BEGIN Items
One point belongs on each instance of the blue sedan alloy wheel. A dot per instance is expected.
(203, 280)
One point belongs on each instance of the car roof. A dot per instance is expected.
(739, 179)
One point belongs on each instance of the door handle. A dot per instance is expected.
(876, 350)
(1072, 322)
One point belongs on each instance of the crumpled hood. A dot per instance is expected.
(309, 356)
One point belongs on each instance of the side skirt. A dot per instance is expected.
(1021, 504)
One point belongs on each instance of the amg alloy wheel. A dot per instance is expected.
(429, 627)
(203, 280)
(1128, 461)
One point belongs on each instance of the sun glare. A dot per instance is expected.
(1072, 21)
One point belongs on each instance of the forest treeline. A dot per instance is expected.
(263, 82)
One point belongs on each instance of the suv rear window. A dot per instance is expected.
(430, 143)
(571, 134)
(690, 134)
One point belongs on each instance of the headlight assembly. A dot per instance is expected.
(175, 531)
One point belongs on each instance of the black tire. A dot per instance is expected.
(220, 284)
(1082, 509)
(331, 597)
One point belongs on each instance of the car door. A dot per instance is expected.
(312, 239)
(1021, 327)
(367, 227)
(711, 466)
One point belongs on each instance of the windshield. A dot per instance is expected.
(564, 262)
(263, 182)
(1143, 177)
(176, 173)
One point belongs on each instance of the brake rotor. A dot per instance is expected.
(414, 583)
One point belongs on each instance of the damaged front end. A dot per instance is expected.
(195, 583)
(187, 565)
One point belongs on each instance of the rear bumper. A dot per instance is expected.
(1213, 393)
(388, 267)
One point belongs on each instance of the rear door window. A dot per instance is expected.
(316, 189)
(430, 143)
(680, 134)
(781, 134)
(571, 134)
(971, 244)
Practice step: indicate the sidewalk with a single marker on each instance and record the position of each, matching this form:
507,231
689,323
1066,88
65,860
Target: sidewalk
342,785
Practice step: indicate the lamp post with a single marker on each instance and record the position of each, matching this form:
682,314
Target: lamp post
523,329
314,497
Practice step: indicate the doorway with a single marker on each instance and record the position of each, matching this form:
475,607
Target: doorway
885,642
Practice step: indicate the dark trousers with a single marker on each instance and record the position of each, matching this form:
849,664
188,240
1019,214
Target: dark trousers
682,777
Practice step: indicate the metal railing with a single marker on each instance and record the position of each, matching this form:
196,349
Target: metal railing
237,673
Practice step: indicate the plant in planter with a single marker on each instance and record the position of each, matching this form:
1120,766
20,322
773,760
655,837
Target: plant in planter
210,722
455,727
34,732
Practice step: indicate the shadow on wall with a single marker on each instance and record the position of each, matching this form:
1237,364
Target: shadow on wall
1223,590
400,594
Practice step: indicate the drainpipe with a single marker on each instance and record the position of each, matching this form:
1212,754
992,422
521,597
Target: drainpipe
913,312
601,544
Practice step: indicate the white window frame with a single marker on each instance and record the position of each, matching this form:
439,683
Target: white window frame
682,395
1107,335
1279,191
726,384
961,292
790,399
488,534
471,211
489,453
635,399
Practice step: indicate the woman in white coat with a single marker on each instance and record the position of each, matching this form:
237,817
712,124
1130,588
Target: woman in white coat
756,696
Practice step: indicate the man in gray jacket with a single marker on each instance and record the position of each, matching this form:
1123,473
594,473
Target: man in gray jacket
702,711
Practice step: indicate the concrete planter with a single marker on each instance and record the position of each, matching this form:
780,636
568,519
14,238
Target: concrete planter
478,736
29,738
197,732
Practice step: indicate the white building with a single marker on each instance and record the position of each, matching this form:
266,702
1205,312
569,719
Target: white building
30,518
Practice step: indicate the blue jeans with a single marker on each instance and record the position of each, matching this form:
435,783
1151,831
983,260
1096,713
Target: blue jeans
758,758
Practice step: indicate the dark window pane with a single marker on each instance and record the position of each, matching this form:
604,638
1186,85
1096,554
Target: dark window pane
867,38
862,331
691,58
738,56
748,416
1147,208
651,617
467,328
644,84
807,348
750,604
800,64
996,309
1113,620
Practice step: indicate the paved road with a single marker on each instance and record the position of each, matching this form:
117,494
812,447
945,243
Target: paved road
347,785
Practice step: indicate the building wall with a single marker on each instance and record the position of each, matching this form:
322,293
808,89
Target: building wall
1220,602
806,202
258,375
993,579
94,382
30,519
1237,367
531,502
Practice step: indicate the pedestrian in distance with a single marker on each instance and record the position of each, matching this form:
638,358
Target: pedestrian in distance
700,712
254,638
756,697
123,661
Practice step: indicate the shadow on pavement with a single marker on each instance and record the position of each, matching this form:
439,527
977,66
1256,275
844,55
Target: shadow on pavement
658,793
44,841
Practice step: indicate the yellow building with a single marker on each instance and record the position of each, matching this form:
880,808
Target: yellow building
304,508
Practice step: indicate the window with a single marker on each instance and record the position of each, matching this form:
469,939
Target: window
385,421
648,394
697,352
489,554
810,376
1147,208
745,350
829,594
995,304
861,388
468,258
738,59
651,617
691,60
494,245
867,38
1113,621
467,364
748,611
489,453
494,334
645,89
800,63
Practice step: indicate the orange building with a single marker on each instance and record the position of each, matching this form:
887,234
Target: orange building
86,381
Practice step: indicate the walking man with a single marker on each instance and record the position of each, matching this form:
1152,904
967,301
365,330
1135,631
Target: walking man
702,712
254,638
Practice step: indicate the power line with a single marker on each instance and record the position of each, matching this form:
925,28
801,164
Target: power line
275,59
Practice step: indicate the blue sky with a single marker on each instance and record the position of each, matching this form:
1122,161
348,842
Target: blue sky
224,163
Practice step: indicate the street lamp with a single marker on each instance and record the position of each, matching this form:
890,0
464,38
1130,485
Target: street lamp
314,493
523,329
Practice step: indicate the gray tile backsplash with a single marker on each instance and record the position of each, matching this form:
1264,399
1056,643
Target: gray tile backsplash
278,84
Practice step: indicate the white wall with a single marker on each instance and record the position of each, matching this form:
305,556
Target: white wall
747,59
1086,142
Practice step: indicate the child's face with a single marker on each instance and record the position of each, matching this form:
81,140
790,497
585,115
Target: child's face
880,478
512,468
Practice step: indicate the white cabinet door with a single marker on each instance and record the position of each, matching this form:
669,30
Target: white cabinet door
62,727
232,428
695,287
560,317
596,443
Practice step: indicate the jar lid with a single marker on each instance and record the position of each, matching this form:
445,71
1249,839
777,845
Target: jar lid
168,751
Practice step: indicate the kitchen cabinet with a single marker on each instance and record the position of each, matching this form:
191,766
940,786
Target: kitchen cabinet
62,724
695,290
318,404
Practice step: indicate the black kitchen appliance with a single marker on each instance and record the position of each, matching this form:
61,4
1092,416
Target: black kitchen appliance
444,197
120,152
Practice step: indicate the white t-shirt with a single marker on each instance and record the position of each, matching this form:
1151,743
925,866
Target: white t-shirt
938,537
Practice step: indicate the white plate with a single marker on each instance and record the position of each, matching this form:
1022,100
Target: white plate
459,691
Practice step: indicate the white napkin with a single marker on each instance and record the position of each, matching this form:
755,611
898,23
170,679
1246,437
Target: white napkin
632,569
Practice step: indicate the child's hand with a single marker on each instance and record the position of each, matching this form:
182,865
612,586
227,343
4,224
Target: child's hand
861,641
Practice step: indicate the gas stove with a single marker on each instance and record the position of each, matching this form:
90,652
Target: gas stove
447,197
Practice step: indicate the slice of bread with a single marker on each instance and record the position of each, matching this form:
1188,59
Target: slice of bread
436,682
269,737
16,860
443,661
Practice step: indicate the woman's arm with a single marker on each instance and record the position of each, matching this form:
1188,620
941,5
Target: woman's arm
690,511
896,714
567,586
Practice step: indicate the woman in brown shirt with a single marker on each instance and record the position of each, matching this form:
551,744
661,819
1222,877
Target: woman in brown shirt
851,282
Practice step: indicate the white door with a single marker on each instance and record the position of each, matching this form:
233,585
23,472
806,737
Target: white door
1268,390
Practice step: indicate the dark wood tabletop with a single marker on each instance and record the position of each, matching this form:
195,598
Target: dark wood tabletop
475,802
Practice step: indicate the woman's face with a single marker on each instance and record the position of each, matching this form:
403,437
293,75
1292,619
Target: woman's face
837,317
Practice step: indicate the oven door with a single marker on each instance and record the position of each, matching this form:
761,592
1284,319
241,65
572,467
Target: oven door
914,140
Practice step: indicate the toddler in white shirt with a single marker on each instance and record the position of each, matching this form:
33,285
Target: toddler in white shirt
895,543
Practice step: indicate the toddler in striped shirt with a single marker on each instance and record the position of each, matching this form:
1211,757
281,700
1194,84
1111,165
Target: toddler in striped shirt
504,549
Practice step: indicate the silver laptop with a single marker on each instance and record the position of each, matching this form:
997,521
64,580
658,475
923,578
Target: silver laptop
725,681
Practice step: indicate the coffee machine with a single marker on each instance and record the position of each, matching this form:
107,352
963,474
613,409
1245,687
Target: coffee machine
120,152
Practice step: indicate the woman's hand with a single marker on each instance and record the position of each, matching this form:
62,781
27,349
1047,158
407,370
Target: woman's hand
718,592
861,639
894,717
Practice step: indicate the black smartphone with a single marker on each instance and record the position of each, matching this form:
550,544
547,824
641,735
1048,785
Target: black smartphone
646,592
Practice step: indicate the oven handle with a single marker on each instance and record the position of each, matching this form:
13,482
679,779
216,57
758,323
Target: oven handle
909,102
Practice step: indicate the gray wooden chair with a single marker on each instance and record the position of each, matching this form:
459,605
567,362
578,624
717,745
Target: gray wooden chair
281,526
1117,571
END Items
Can you rewrite everything from the start of the records down to the line containing "(1128, 461)", swapping "door handle" for "door latch" and keeping all else the same?

→ Exercise output
One point belongs on each instance of the blue sedan alloy wheel. A dot per instance is expected.
(203, 280)
One point belongs on each instance of the car roof. A dot per instance is expected.
(739, 179)
One point belongs on each instance of the door latch. A dot per instance is expected.
(876, 350)
(1072, 322)
One point belongs on each instance of the crumpled hood. A dot per instance is expected.
(309, 356)
One point belongs on each instance of the side skirt. A dot per instance is expected.
(1021, 504)
One point belongs on each instance of the amg alloy wheel. A dot per instance is expected.
(429, 627)
(203, 280)
(1128, 461)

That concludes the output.